* What the task asks
Return each of the entries below word for word.

Provided information below:

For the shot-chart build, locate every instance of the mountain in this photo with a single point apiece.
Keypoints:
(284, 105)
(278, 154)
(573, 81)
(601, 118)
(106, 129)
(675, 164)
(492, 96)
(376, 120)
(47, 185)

End of Provided information.

* The completed task
For the shot-chart build, locate every instance of the mountain in this photo with a single point apiece.
Keypoints:
(284, 105)
(278, 154)
(573, 81)
(601, 118)
(106, 129)
(675, 164)
(492, 96)
(376, 120)
(47, 185)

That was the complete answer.